• Challenge A
Translate into Spanish this sentence from the commentary on Iron John: "We strain to see ourselves in the eyes of others."
• Challenge B
In the commentary on Iron John, what does the metaphor of the polluted pool symbolize?
• Challenge C
According to the commentary on Iron John, why does the boy's golden hair encourage the alchemically oriented even though something bad seems to have happened?

• Selected text
So far our boy has accrued some pain and suffering, and cocreated some thoughts that will reinforce, habituate, those early perceptions, his interpretations of the pain. He's getting increasingly disconnected from the golden well of self love. Iron John says he can give it a third try "but if this happens for the third time then the well is polluted, and thou canst no longer remain with me." In the Judeo-Christian tradition we have a similar expulsion from the unified, golden state, from Paradise, upon incarnation. In that myth unity consciousness or soul centeredness is displaced in the psyche for duality consciousness, for the "knowledge of good and evil" in Biblical lingo. Here the movement away from unity into dualistic consciousness is symbolized by the metaphor of the polluted pool.
"On the third day, the boy sat by the well, and did not stir his finger, however much it hurt him. But the time was long to him, and he looked at the reflection of his face in the surface of the water. And as he still bent down more and more while he was doing so, and trying to look straight into the eyes, his long hair fell down from his shoulders into the water. He raised himself up quickly, but the whole of his head was already golden and shone like the sun."
From the boy's perspective, here's another fun metaphor going on. Moving into a later phase in life (puberty?), when the intellectual mind creates more focus on the passage of time, further from the timelessness of the soul ("the time was long to him") he begins to get intensely interested in his own reflection- distracted from his allotted task by it, actually. This is Narcissus's famous activity; I began my interp of the myth here on 8/27/13. Just so does our attention shift in adolescence, the time most common for rites of passage, to "the world" as self-reflection. We strain to see ourselves in the eyes of others. We imagine what we "look like" from the outside.
Though from the nonsymbolic perspective it seems that something bad has happened, again the golden hair, shining like the sun, encourages the alchemically oriented, for the sun and its related gold are code for the divine brilliance of the archetypal masculine. Such blessings are not to be understood or received easily by the wounded; he is described as "terrified". Just as he tried to cover up the gilded finger, so does he cover his head. The wild man knows better, of course; he tells the boy to remove the handkerchief and "the golden hair streamed forth". He tells the boy "'Thou has not stood the trial, and canst stay here no longer. Go forth in the world, there thou wilt learn what poverty is. But as thou hast not a bad heart, and as I mean well by thee, there is one thing I will grant thee; if thou fallest into any difficulty, come to the forest and cry, "Iron John," and then I will come and help thee. My power is great, greater than thou thinkest, and I have gold and silver in abundance.'"

• Data section
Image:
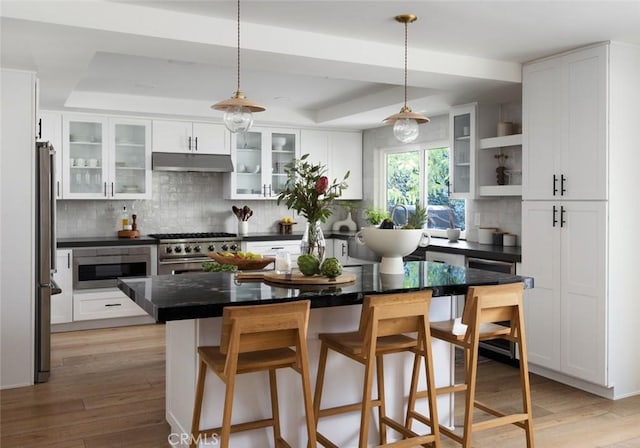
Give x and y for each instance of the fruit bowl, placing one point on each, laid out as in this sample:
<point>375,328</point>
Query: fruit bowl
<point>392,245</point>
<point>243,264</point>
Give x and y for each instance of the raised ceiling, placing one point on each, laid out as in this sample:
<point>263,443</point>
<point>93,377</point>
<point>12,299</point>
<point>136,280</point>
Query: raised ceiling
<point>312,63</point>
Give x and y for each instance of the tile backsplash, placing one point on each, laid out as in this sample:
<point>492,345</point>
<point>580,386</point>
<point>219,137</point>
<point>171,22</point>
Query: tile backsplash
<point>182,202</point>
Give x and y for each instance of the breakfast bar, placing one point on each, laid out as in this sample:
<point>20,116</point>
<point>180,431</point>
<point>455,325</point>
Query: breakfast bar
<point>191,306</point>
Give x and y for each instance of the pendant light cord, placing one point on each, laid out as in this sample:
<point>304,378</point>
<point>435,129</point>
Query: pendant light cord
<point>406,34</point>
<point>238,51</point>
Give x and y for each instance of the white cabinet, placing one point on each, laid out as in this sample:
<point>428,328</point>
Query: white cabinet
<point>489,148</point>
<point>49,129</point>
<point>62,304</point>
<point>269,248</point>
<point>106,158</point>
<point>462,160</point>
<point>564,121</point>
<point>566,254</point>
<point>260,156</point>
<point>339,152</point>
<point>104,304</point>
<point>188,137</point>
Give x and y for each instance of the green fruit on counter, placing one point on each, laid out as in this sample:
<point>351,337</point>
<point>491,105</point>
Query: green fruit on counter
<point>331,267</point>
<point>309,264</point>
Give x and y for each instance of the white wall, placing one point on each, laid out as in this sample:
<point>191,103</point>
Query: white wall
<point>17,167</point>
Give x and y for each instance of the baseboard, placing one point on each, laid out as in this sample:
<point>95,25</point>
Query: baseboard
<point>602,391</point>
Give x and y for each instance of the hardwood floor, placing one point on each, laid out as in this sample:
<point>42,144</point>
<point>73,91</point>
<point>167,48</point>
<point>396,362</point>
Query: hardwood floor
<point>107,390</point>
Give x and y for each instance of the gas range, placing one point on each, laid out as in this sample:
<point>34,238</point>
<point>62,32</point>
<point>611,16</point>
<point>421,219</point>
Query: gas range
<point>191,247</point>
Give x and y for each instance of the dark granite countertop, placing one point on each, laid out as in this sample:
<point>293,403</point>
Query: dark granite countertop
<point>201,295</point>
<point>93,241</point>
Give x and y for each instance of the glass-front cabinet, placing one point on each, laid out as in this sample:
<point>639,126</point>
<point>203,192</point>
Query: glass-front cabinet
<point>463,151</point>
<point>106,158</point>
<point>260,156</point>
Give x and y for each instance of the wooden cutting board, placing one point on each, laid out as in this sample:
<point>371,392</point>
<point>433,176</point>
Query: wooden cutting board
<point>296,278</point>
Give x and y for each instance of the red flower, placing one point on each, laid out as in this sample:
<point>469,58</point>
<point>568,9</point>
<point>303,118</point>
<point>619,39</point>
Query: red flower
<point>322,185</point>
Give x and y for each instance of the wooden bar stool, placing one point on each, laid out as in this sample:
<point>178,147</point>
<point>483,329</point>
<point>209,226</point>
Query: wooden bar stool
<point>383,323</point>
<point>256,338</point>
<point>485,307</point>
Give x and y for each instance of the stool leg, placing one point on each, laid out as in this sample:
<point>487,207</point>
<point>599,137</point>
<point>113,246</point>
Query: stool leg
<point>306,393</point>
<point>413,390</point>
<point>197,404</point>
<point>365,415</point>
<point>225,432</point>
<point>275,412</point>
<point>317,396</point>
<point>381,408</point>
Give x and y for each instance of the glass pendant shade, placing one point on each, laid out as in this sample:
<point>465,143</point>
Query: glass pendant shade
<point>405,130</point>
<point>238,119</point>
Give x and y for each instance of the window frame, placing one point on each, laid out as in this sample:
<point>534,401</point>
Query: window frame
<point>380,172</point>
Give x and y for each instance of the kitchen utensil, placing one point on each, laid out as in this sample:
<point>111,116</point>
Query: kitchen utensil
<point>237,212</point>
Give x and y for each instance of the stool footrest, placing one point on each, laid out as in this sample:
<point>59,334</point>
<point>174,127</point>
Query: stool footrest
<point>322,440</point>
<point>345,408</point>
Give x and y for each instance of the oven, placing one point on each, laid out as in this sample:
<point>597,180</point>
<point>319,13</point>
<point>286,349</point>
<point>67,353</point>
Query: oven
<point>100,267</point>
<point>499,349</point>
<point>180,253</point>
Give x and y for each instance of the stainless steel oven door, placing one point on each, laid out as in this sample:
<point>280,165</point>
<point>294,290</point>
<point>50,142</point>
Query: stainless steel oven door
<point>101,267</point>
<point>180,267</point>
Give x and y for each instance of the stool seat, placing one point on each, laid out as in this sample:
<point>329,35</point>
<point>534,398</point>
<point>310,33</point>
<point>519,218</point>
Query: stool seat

• Written solution A
Nos esforzamos por vernos a nosotros mismos en los ojos de los demás.

• Written solution B
It symbolizes the movement away from unity into dualistic consciousness.

• Written solution C
The hair is golden and shines like the sun. The sun and its related gold are code for the divine brilliance of the archetypal masculine.